The exercise
Rewrite the records below, replacing every "bounding box" with "enclosing rectangle" and changing nothing else. Omit the pictures.

Data to process
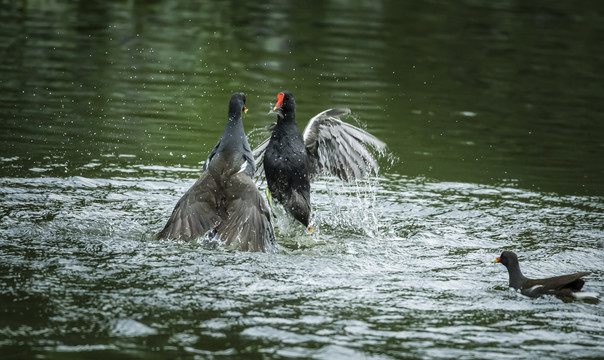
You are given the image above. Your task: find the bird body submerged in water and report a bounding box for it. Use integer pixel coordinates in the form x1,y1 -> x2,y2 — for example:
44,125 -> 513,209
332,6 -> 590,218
160,93 -> 275,251
254,91 -> 386,227
495,251 -> 591,298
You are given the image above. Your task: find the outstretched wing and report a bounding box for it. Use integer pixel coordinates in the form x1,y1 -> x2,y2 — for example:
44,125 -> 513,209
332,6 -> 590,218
159,171 -> 220,240
302,108 -> 386,180
216,172 -> 276,251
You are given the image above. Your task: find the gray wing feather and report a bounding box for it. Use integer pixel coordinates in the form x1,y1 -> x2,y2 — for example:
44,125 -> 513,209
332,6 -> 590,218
217,173 -> 276,251
303,109 -> 386,180
159,171 -> 220,240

Task output
You are given the image above. Your task: find the bird body submerged in water and report a enclosing rectangle for it. Use integer pixel coordinates in the form x1,y1 -> x2,y2 — for example:
44,125 -> 513,209
332,6 -> 590,218
160,93 -> 275,251
254,91 -> 386,227
495,251 -> 591,298
You are given the image above. Your task: find the outstretched wing and report a enclosing rectangle for it. Use integer pixel coordinates in the form x1,y1 -> x2,y2 — for example:
44,125 -> 513,209
332,6 -> 590,218
159,171 -> 220,240
302,108 -> 386,180
216,172 -> 276,251
You are given the image above. Your task: find the gray wing feather and report a enclosing rectangle for it. Use integer pixel coordinates in the form x1,y1 -> x2,y2 — for example:
44,125 -> 513,209
332,6 -> 590,218
217,173 -> 276,251
303,109 -> 386,180
159,171 -> 220,240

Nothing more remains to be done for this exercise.